What the exercise asks> Copy every line of the data from its start through the line containing "[[62, 237], [101, 196]]", and shift each coordinate in the answer points by -74.

Data listing>
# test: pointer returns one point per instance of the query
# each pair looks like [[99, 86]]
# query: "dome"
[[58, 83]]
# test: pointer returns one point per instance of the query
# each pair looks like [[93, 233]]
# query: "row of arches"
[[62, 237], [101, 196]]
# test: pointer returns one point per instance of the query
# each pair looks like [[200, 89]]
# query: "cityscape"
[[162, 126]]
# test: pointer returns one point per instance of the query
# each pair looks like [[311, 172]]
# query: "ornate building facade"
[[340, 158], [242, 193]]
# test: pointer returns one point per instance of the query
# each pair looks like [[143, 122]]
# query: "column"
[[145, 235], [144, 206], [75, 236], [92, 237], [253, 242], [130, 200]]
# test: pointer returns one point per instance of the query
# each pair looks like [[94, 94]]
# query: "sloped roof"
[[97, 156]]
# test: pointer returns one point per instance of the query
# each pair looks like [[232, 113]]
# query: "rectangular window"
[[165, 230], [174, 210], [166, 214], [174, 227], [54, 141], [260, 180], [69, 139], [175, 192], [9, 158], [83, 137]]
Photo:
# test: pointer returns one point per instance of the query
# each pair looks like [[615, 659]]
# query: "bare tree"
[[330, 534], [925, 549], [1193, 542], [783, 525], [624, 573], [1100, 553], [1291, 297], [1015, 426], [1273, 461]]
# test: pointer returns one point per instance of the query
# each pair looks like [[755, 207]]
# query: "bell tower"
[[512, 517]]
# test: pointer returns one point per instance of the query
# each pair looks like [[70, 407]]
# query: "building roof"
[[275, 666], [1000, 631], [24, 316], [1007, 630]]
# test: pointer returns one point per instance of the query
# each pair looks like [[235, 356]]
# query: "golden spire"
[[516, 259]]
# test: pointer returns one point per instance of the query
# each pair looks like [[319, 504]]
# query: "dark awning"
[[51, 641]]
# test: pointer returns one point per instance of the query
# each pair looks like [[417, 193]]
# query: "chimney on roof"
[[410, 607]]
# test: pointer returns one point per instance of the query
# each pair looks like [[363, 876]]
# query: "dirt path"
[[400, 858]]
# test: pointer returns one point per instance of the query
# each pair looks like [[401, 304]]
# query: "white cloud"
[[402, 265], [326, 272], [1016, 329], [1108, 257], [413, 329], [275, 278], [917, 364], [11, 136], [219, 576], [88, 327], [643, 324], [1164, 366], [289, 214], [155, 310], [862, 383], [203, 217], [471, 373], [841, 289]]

Answer>
# test: pointer returns one point per instance of the query
# each pair looks like [[99, 86]]
# query: "dome"
[[-16, 9]]
# test: pointer returns one point per instance of the query
# each pair looks like [[93, 233]]
# query: "row of arches"
[[-12, 163], [27, 122]]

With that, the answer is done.